**What is required**
Scale part of the entries below. Begin at the line that contains "pixel 469 1114." and stop after the line that contains "pixel 632 261". Rewrite every line in that range, requests included, multiplying each pixel coordinate in the answers by 1.4 and rounding to whole numbers, with halves rounded up. Leave the numbers in the requests unchanged.

**Data shown**
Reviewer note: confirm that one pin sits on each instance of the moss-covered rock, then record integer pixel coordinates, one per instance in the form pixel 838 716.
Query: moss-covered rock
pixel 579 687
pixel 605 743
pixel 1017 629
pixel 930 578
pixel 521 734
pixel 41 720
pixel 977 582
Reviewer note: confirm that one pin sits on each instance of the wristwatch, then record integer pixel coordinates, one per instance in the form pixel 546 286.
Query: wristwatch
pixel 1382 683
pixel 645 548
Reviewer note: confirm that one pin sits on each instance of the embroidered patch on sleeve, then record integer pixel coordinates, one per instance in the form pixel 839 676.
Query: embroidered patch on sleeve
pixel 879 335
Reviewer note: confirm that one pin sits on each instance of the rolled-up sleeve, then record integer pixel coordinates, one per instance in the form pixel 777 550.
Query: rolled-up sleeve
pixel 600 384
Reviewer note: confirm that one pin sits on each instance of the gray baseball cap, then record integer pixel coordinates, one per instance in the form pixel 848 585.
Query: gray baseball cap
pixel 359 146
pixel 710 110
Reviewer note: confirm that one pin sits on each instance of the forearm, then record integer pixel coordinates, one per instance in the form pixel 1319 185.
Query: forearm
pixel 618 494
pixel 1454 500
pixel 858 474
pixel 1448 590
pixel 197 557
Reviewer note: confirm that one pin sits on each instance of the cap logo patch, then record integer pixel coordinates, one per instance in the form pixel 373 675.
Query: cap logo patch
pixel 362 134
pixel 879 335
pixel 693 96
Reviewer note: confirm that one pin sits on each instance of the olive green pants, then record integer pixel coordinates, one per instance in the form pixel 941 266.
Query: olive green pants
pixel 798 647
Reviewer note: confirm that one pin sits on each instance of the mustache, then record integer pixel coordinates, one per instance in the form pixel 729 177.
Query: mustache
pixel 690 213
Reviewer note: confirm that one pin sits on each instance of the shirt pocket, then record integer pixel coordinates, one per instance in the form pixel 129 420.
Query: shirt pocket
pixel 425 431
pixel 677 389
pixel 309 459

---

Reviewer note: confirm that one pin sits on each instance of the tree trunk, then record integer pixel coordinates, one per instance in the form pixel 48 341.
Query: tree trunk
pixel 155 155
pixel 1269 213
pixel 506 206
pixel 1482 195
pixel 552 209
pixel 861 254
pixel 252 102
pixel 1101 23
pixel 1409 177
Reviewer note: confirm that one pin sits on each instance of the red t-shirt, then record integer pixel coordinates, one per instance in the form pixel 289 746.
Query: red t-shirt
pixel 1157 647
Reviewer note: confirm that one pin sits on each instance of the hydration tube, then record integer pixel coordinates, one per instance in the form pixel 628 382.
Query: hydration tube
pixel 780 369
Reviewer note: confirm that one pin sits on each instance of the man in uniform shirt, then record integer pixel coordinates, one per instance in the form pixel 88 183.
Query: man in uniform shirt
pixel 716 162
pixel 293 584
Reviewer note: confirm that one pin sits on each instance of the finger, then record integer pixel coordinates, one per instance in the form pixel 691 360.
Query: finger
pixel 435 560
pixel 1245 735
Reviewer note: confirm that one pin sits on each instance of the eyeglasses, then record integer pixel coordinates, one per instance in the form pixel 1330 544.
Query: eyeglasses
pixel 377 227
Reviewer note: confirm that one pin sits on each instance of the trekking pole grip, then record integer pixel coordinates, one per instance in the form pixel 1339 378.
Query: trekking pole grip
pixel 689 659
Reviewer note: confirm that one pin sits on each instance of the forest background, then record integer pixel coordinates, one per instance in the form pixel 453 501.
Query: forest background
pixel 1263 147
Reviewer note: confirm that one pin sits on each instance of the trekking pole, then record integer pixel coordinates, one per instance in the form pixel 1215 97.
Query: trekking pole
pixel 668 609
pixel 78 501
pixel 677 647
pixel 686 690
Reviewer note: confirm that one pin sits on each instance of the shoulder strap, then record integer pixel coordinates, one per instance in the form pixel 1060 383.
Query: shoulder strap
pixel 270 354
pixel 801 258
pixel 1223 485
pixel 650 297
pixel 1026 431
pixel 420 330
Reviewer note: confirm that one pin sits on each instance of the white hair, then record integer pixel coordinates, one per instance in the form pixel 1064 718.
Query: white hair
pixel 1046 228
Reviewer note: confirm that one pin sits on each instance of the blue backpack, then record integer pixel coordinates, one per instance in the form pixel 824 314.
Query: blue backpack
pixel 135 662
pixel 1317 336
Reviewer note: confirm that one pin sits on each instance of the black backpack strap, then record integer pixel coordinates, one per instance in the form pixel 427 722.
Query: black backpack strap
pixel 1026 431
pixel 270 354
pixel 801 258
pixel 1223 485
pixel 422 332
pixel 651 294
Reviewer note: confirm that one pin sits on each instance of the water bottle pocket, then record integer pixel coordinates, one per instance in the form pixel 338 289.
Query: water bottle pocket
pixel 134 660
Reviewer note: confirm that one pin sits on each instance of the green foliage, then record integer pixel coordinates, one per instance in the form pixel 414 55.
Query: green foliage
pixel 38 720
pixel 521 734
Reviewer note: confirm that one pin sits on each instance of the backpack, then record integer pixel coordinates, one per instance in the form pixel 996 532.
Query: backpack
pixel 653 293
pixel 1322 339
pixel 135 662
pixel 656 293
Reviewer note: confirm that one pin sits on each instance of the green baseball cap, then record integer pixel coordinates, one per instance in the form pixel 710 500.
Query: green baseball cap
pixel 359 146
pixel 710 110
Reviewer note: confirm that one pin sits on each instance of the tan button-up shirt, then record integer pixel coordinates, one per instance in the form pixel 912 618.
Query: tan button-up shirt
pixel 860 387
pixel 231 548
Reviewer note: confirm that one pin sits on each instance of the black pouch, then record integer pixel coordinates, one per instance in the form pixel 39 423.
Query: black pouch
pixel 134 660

* * *

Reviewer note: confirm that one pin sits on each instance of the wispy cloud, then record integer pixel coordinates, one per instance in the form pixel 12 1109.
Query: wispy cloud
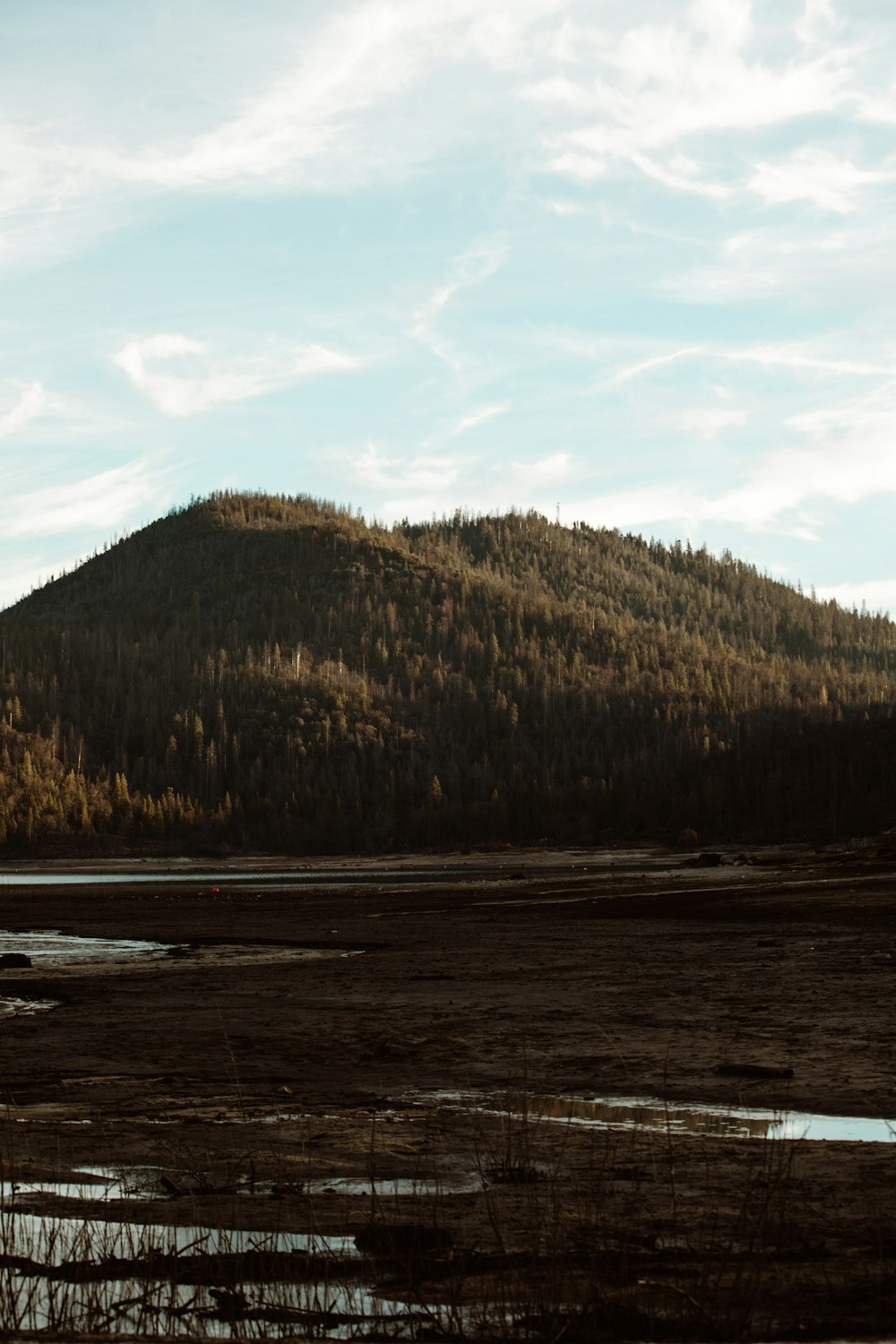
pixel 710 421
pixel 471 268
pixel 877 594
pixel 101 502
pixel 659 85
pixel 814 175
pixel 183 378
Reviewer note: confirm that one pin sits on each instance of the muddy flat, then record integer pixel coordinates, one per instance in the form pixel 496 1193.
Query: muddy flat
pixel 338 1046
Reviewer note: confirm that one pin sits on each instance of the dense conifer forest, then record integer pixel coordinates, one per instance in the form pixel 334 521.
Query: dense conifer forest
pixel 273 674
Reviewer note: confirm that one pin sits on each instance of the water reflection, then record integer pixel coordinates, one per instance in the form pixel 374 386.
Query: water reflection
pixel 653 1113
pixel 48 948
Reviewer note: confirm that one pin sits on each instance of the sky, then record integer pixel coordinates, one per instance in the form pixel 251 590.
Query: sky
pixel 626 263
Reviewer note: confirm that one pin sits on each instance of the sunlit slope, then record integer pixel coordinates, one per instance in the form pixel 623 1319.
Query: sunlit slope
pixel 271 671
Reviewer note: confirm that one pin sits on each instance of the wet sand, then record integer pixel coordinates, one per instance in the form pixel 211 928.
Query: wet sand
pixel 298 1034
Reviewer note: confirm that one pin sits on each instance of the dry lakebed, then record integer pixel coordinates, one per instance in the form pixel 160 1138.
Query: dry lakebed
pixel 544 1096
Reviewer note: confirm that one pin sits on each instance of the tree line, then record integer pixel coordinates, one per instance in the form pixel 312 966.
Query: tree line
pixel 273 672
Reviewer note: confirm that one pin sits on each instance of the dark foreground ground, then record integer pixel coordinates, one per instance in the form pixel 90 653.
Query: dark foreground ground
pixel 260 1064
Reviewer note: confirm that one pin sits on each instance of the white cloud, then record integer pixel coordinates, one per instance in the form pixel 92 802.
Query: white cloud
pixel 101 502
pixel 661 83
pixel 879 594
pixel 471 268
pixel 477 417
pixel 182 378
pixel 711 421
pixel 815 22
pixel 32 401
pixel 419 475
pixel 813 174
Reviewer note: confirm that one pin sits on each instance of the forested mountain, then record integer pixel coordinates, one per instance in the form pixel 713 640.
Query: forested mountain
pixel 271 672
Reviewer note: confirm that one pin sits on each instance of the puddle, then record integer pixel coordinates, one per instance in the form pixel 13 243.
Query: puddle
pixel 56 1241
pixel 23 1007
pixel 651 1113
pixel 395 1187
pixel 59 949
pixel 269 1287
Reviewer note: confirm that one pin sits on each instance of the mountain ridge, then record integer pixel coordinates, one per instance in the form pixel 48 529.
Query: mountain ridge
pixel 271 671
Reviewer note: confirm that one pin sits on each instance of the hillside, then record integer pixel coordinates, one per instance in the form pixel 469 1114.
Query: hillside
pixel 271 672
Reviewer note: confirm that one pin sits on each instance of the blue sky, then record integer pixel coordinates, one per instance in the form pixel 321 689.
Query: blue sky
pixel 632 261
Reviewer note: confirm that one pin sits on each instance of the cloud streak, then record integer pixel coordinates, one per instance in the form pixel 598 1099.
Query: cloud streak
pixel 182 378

**The output**
Reviewer note: confirm that one pin sits on each instance of the hillside, then record integer pixel coordinates, one per instance in the form pixel 469 1114.
Query: hillside
pixel 379 941
Reviewer note: confirm that one pin sits on each instance of the blue sky, then record integer pixel coordinates, one per instance in the form pixel 321 689.
Query: blue sky
pixel 885 365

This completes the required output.